[Reading passage — start]
Regulation of Yeast-to-Hyphae Transition in Yarrowia lipolytica

smooth strains have mutations in repetitive regions of the genome. Coverage from high-throughput 150-bp paired-end Illumina sequencing from strain FKP355 (wild type) and five smooth mutant strains. Colored bases indicate polymorphic loci where reads align with SNPs at a rate greater than that expected from incorrect base calls. (A) Regions with no coverage are detected in smooth-17, smooth-33, and smooth-43 mutants at the end of scaffold 14 after alignment to the FKP355 reference genome. (B) Raw PacBio reads with homology to the single-copy region at the end of scaffold 14 (from 1 to 12 kb) were reassembled and analyzed for mutations not detected from the curated genome assembly. An example of an alternative assembly of the region detects a deletion in smooth-19 not seen in the reference assembly. (C) All five smooth mutants exhibit a different polymorphism rate than the wild-type rate at a transition point between a high-copy-number transposon-containing region and a moderate-copy-number region of short, tandem repeats.

smooth strains have reduced repetitive DNA content. (A) Illumina 150-bp sequencing reads from strain FKP355 were systematically analyzed for the presence of all possible tandem duplications with a repeat unit length of 1 to 75 bp and quantified. Identification of phased repeat units with similar coverage was used to infer arrays of tandem repeats longer than a simple duplication. Colors indicate overlapping sequence motifs found in similar repeat sequences. (B) The fraction of 150-bp sequencing reads from the wild-type and smooth strains containing high-frequency tandem duplications of 10, 12, 28, and 40 bp in length. (C) The fraction of 150-bp sequencing reads from the wild-type and smooth strains that align to the FKP355 rDNA repeat.

Effect of smooth-33 on expression of genes with specific DNA motifs near their transcription start site. The number of ACGCG and CCCCT motifs on each strand of DNA was determined (from 0 to 2 sites) between the transcription start site (labeled 0) and a given distance. The given distances shown are 200 to 2,000 bp in 200-bp intervals, both up- and downstream of the transcription start site. For each interval, the average difference in expression between FKP514 (smooth-33) and FKP391 (wild type) during chemostat cultivation is shown. Note that the presence of more CCCCT motifs close to the transcription start site is generally associated with decreased expression in the smooth-33 mutant, while the presence of more than one ACGCG site very near and 3′ of the transcription start site is associated with increased expression in the smooth-33 mutant.
[Reading passage — finish]
[Dataset excerpts — start]
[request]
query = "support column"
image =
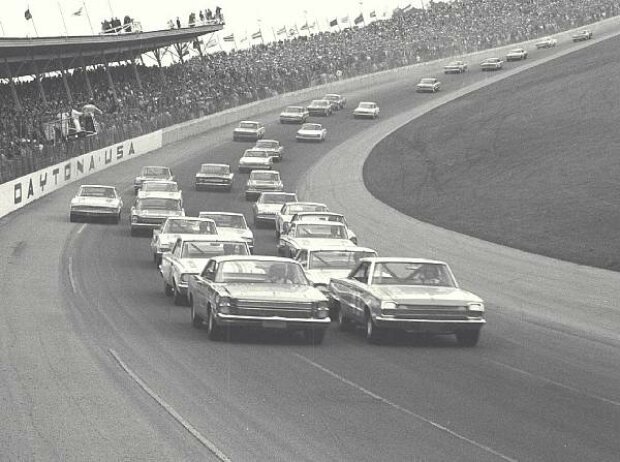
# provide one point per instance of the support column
(18, 103)
(136, 73)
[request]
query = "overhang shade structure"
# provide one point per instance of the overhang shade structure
(35, 56)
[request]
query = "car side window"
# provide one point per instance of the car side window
(361, 273)
(209, 271)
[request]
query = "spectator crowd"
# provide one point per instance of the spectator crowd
(215, 81)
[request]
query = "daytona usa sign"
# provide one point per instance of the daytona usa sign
(17, 193)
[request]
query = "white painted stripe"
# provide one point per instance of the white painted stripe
(406, 411)
(170, 410)
(557, 384)
(71, 279)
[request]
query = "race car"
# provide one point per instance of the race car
(585, 34)
(179, 227)
(272, 146)
(311, 132)
(366, 109)
(294, 114)
(214, 176)
(455, 67)
(516, 54)
(248, 129)
(320, 107)
(96, 201)
(428, 85)
(491, 64)
(261, 181)
(152, 172)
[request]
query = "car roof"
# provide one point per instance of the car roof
(222, 213)
(402, 260)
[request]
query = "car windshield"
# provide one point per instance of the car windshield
(267, 144)
(320, 231)
(226, 221)
(261, 271)
(412, 273)
(311, 127)
(156, 172)
(253, 153)
(264, 176)
(291, 209)
(94, 191)
(189, 227)
(158, 203)
(337, 259)
(166, 187)
(279, 198)
(216, 169)
(320, 217)
(208, 249)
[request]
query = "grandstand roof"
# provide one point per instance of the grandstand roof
(25, 55)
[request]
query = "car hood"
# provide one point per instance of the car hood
(305, 242)
(323, 275)
(273, 292)
(96, 201)
(424, 295)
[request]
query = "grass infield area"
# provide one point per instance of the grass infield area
(532, 162)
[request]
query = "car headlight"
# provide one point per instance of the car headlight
(476, 307)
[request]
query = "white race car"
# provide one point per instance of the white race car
(311, 132)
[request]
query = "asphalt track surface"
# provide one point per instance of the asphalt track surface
(80, 300)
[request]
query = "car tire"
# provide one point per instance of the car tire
(197, 321)
(168, 290)
(468, 338)
(374, 334)
(314, 336)
(214, 332)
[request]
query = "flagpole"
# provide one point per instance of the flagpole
(88, 16)
(62, 15)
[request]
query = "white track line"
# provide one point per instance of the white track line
(71, 279)
(170, 410)
(557, 384)
(405, 410)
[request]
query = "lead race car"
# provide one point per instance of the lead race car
(406, 294)
(260, 292)
(96, 201)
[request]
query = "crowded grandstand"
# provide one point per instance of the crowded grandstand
(47, 119)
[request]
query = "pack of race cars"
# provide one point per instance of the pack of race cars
(321, 274)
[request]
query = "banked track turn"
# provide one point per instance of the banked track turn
(536, 388)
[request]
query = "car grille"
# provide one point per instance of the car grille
(434, 312)
(265, 309)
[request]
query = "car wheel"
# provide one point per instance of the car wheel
(214, 332)
(314, 336)
(468, 338)
(196, 319)
(179, 299)
(373, 333)
(168, 289)
(344, 323)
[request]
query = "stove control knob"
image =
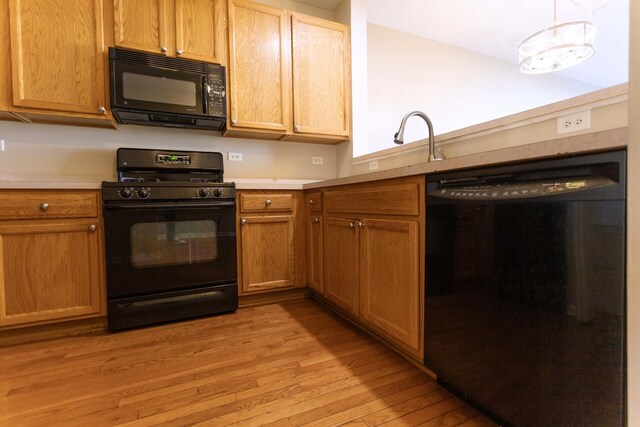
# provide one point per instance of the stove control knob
(125, 193)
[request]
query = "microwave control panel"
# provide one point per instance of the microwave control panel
(216, 91)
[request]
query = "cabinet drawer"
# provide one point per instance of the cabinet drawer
(47, 204)
(314, 201)
(399, 199)
(266, 202)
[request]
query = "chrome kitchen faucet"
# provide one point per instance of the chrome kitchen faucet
(398, 137)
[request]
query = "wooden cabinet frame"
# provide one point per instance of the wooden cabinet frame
(378, 230)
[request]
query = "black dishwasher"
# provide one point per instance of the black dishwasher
(525, 289)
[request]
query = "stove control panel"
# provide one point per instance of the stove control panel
(207, 192)
(118, 191)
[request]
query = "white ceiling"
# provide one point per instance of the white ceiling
(496, 27)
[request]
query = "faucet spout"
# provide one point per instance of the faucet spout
(398, 138)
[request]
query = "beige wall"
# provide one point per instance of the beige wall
(47, 150)
(457, 88)
(633, 223)
(602, 118)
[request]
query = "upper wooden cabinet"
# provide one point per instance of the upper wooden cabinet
(141, 25)
(289, 75)
(321, 77)
(57, 56)
(192, 29)
(259, 69)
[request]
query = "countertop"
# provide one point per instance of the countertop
(597, 141)
(591, 142)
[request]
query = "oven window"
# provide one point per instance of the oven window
(158, 89)
(155, 244)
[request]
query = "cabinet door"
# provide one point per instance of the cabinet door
(200, 30)
(321, 76)
(142, 25)
(314, 252)
(57, 55)
(391, 290)
(267, 255)
(259, 67)
(342, 261)
(49, 270)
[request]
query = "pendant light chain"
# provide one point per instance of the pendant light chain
[Dataset excerpts — finish]
- **Required work**:
1 - Write out the part of the Yarrowia lipolytica text between "Effect of smooth-33" and "the smooth-33 mutant.", inclusive.
2 - Pick up the text on yeast-to-hyphae transition in Yarrowia lipolytica after its last sentence and continue it.

- **Task answers**:
1 -
Effect of smooth-33 on expression of genes with specific DNA motifs near their transcription start site. The number of ACGCG and CCCCT motifs on each strand of DNA was determined (from 0 to 2 sites) between the transcription start site (labeled 0) and a given distance. The given distances shown are 200 to 2,000 bp in 200-bp intervals, both up- and downstream of the transcription start site. For each interval, the average difference in expression between FKP514 (smooth-33) and FKP391 (wild type) during chemostat cultivation is shown. Note that the presence of more CCCCT motifs close to the transcription start site is generally associated with decreased expression in the smooth-33 mutant, while the presence of more than one ACGCG site very near and 3′ of the transcription start site is associated with increased expression in the smooth-33 mutant.

2 -
Ylmsn2p and the MBP complex regulate formation of hyphae. Ylmsn2p is predicted to interact with CCCCT promoter motifs, while the MBF complex (composed of Ylswi6p and Ylmbp1p) is predicted to interact with ACGCG motifs. Ylmsn2 was overexpressed in a smooth-33 background and deleted in the parental hyphal background used for mutagenesis (FKP355). Conversely, Ylswi6 and Ylmbp1 were independently deleted in a smooth-33 background and overexpressed in the parental background. Strains were cultured on YNB agar for 3 days at 28°C prior to examination of hyphae formation and imaging. Detailed genotypes are listed in Table 4.

Mutants with a hyphal reversion phenotype in smooth-33. FKP514 (smooth-33) was mutagenized, and colonies exhibiting a transition to hyphal growth were isolated and sequenced. Mutant strains were plated on YNB agar, and isolated single colonies were imaged after 48 h at 28°C. Gene names shown are based on orthologs from S. cerevisiae and C. albicans. Mutations shown are the highest likelihood candidate identified after sequencing of each mutant.

Histidine kinases in Y. lipolytica. (A) Phylogenetic reconstruction of selected histidine kinases from ascomycete fungi. Protein sequences from the histidine kinases of Y. lipolytica with similarity to Sln1p (FKP355 JGI protein ID 128287, 113409, 109080, 128802, and 126630) were used as bait to BlastP search the proteomes of Y. lipolytica, S. cerevisiae, C. albicans, Lipomyces starkeyi, Schizosaccharomyces pombe, Taphrina deformans, Ascobolus immerses, Monacrosporium haptotylum, Aspergillus nidulans, Stagnospora nodorum, Cladonia grayi, Botrytis cinerea, Neurospora crassa, and Xylona heveae. The BlastP hits were aligned using MUSCLE and analyzed by the maximum likelihood method with 200 bootstrap replicates to define the relationships between the Y. lipolytica genes and those from other species. (B) Protein domains from Ylnik1p were predicted by InterProScan (90). The kinase domain in Ylnik1p is predicted to be an S/T protein kinase. Note that all the mutations recovered occur in the HAMP domain. The sites of mutations are indicated by asterisks.